*** Opening INPUT RECORDS ***

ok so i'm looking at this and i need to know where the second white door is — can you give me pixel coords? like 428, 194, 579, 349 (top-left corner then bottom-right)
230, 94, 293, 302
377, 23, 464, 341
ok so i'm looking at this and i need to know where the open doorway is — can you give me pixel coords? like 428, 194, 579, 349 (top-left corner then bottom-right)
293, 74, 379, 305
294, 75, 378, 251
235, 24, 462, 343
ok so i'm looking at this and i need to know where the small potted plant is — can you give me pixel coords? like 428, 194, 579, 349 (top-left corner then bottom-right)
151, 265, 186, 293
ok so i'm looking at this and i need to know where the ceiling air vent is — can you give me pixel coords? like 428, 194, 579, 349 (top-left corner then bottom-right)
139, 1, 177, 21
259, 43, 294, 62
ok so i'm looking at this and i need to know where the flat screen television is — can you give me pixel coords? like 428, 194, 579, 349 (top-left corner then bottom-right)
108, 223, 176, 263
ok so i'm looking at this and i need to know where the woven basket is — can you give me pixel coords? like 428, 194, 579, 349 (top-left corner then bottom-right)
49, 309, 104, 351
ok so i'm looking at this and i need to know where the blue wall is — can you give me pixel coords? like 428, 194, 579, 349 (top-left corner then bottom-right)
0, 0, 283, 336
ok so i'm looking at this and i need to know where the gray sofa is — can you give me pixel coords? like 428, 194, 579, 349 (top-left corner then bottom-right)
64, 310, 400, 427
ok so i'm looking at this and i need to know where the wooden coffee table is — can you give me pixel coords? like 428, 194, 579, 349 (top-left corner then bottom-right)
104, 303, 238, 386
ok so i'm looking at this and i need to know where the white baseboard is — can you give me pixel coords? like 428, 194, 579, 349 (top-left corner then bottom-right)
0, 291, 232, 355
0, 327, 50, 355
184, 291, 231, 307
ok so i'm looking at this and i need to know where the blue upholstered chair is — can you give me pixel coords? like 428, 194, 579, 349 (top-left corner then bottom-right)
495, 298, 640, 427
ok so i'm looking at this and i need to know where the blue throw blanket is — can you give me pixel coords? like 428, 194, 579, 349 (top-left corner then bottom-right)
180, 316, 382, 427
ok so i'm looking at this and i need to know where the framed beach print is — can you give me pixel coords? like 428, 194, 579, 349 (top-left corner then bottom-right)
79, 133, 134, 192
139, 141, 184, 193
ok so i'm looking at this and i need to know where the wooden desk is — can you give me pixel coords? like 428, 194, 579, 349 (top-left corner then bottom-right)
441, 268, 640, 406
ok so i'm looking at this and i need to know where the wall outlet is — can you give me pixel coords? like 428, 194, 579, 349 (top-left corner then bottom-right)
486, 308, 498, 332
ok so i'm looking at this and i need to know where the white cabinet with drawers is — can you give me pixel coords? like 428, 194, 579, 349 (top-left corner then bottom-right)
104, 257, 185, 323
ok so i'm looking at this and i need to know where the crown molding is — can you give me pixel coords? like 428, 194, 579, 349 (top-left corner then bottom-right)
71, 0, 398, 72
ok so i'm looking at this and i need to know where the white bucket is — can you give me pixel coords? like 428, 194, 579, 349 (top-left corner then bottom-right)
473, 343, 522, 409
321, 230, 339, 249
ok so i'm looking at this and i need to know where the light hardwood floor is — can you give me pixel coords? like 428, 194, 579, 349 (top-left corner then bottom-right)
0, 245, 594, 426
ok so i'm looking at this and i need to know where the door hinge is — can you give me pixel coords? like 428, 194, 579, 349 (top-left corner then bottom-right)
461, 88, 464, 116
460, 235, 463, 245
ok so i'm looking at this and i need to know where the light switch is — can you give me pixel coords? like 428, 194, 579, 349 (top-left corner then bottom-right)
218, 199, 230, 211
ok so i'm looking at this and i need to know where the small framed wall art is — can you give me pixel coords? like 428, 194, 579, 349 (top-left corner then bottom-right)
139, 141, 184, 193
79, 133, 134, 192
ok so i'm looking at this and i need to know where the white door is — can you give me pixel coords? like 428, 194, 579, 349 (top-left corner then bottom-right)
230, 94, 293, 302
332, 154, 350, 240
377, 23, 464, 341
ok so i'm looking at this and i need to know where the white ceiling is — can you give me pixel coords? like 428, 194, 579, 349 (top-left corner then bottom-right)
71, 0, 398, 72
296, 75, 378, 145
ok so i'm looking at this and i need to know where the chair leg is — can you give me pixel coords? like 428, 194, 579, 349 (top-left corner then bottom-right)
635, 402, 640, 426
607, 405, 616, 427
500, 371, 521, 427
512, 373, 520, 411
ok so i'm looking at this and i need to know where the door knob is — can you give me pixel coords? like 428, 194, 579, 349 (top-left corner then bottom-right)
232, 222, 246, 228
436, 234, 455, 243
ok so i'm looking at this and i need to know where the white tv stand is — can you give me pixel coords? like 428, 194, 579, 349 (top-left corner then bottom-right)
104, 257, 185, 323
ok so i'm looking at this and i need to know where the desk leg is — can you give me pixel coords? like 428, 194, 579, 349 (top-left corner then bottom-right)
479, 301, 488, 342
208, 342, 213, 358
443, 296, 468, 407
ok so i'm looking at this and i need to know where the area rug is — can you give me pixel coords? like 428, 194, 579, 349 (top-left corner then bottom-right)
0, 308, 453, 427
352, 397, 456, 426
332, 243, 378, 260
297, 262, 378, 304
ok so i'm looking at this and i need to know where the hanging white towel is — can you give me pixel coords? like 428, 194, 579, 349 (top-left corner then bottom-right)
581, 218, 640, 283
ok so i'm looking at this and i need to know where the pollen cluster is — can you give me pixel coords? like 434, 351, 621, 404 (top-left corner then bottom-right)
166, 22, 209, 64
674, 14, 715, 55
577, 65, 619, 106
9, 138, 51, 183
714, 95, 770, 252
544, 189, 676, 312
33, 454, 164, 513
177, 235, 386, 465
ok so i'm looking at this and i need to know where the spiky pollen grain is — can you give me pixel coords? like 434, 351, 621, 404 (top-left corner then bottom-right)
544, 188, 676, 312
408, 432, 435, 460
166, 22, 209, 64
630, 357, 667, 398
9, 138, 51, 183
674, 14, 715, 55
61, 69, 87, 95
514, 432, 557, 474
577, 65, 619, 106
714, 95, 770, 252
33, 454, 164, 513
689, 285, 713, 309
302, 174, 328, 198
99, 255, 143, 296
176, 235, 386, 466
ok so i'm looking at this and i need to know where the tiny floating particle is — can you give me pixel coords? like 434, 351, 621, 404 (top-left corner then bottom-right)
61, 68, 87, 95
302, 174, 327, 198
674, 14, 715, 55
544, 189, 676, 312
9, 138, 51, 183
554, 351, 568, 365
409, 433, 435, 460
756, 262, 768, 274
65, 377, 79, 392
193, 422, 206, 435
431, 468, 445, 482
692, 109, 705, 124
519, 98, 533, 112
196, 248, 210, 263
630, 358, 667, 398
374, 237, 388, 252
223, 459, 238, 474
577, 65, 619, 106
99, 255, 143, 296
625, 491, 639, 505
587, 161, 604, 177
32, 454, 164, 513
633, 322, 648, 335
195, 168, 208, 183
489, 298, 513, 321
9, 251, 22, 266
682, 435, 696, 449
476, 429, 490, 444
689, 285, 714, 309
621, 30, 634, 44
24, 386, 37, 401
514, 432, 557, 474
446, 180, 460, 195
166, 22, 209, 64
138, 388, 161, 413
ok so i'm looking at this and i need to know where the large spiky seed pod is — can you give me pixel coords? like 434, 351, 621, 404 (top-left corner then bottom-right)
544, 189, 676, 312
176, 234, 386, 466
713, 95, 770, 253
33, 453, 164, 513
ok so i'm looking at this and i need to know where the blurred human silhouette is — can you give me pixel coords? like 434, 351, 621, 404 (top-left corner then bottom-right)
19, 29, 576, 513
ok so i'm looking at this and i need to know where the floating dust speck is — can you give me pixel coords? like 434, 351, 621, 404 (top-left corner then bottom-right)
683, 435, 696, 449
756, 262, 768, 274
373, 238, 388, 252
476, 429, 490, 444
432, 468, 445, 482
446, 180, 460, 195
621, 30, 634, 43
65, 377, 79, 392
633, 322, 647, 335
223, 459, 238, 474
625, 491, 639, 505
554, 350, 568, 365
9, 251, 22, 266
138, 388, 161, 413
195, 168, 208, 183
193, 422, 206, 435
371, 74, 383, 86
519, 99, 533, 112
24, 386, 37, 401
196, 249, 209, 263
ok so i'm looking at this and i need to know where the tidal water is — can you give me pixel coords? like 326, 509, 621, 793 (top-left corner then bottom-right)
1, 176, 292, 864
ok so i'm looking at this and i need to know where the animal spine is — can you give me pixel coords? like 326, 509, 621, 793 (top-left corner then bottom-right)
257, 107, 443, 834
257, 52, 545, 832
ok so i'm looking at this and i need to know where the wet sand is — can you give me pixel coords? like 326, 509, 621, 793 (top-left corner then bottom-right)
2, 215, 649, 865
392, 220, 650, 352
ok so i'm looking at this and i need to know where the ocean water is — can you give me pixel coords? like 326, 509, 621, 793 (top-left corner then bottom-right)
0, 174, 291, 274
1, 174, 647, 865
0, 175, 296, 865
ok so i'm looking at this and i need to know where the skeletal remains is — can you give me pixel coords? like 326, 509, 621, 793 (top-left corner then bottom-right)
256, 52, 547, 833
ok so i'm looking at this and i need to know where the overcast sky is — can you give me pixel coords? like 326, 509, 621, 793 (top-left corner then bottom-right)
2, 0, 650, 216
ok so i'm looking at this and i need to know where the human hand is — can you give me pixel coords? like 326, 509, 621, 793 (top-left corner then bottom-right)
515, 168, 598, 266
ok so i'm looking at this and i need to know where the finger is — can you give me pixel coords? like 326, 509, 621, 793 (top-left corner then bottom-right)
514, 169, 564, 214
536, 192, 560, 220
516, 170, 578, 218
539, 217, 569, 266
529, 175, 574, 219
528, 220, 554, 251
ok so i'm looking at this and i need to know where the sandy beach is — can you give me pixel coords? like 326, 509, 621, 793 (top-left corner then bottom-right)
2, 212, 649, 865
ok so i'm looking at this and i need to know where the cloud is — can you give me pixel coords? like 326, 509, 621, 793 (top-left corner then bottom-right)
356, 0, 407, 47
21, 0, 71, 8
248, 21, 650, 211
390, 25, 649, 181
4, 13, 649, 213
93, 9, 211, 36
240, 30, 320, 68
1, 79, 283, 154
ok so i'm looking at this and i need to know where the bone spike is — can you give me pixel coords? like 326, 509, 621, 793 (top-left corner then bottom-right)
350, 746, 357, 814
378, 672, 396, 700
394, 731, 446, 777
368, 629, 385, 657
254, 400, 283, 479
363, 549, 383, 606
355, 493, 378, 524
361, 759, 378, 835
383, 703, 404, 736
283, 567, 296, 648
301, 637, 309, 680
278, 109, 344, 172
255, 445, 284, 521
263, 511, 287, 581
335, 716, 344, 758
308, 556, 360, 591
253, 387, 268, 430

*** Closing INPUT RECORDS ***

== DIRECTIONS ==
Print the line with "where the bone" and every line after it in the entries above, exactly as written. Leave out all other lines.

== WRITTEN RESPONSE ==
ok so i'm looking at this and i need to know where the bone spike is — can you give me pixel coords? like 326, 509, 621, 793 (top-left corner then bottom-right)
350, 746, 357, 814
378, 672, 396, 700
394, 731, 446, 777
368, 629, 385, 657
254, 400, 283, 479
363, 549, 383, 606
355, 493, 378, 524
361, 759, 378, 835
383, 703, 404, 736
283, 567, 296, 648
301, 637, 309, 680
278, 109, 344, 172
255, 445, 284, 521
263, 511, 287, 581
335, 716, 344, 758
308, 556, 360, 591
253, 387, 268, 430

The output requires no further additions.